(Source data)
__________________________________________________

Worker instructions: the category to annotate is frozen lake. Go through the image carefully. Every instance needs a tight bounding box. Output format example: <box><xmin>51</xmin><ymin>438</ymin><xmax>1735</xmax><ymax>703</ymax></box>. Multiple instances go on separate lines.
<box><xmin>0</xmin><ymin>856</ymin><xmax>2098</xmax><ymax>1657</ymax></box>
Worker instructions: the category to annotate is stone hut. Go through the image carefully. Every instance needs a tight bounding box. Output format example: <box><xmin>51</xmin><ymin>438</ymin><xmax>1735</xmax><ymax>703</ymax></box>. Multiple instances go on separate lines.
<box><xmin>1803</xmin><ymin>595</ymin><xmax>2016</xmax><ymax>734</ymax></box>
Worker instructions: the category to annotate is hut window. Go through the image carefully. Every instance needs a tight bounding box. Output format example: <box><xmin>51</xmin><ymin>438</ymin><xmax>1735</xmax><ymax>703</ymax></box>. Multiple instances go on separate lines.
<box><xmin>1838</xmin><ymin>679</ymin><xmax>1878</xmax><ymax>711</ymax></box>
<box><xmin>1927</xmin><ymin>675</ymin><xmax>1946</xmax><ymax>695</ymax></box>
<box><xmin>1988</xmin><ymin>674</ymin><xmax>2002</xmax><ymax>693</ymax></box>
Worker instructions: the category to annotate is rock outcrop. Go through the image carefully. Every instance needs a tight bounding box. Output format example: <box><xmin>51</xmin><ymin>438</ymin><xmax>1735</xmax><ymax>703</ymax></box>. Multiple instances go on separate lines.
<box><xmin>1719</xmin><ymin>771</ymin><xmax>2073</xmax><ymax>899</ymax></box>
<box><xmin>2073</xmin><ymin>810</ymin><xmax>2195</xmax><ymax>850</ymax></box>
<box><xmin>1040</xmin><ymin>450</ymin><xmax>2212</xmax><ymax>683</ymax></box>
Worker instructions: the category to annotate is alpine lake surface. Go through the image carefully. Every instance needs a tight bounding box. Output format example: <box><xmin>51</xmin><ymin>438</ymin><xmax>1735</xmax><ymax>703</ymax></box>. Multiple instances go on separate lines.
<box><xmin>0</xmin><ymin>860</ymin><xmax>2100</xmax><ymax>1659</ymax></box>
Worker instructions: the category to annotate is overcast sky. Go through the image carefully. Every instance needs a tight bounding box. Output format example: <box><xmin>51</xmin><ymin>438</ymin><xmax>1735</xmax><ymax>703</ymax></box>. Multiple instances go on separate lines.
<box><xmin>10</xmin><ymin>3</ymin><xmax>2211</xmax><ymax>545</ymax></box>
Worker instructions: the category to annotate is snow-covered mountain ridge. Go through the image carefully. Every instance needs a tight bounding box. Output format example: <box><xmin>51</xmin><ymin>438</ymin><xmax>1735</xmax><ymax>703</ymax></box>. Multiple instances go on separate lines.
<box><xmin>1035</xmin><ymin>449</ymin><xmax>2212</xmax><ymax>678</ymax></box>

__________________________________________________

* [EXERCISE DESCRIPTION]:
Write out every entry again, keeping each line exactly the same.

* [YOUR SOLUTION]:
Worker instructions: the category to annotate is frozen lake. Go through the image carefully. Every instance needs a tight bounding box. Output format example: <box><xmin>51</xmin><ymin>438</ymin><xmax>1735</xmax><ymax>703</ymax></box>. Multiple instances go on separate lines.
<box><xmin>0</xmin><ymin>856</ymin><xmax>2098</xmax><ymax>1657</ymax></box>
Worker instructions: the category to annotate is stone hut. Go through the image carefully. Every instance needs a tight bounding box. Output format example: <box><xmin>51</xmin><ymin>438</ymin><xmax>1735</xmax><ymax>703</ymax></box>. Multiple instances go on separate lines.
<box><xmin>1803</xmin><ymin>595</ymin><xmax>2016</xmax><ymax>734</ymax></box>
Worker instructions: the category to annotate is hut window. Go through the image carefully. Every instance needs a tight bounding box. Output format example: <box><xmin>51</xmin><ymin>438</ymin><xmax>1735</xmax><ymax>703</ymax></box>. Multiple instances go on separate lines.
<box><xmin>1838</xmin><ymin>679</ymin><xmax>1878</xmax><ymax>711</ymax></box>
<box><xmin>1927</xmin><ymin>675</ymin><xmax>1946</xmax><ymax>695</ymax></box>
<box><xmin>1988</xmin><ymin>674</ymin><xmax>2002</xmax><ymax>693</ymax></box>
Worker instructions: the category to annotate is rock outcrop. Go through the image carefully. Every instance needs a tight bounding box. Output format example: <box><xmin>51</xmin><ymin>438</ymin><xmax>1735</xmax><ymax>703</ymax></box>. Multiple instances go on separate lines.
<box><xmin>1719</xmin><ymin>771</ymin><xmax>2073</xmax><ymax>899</ymax></box>
<box><xmin>2073</xmin><ymin>810</ymin><xmax>2195</xmax><ymax>850</ymax></box>
<box><xmin>1040</xmin><ymin>450</ymin><xmax>2212</xmax><ymax>683</ymax></box>
Worker instructions: the category to annotate is alpine lake surface. Go through the image carefully. Every instance needs a tight bounding box. Output format example: <box><xmin>51</xmin><ymin>438</ymin><xmax>1735</xmax><ymax>703</ymax></box>. Multiple instances go on separate lines.
<box><xmin>0</xmin><ymin>860</ymin><xmax>2100</xmax><ymax>1659</ymax></box>
Worker instructions: the category to annotate is overcast sky. Go through the image carefully. Every instance needs a tight bounding box. Output format example: <box><xmin>51</xmin><ymin>438</ymin><xmax>1735</xmax><ymax>703</ymax></box>. Multiple instances go on separate lines.
<box><xmin>10</xmin><ymin>3</ymin><xmax>2211</xmax><ymax>545</ymax></box>
Worker instructions: the category to annotate is snow-covered mountain ridge. Go through the image carefully. Every instance needs a tight bounding box. Output format example: <box><xmin>51</xmin><ymin>438</ymin><xmax>1735</xmax><ymax>703</ymax></box>. Multiple instances go on separate lines.
<box><xmin>1035</xmin><ymin>449</ymin><xmax>2212</xmax><ymax>678</ymax></box>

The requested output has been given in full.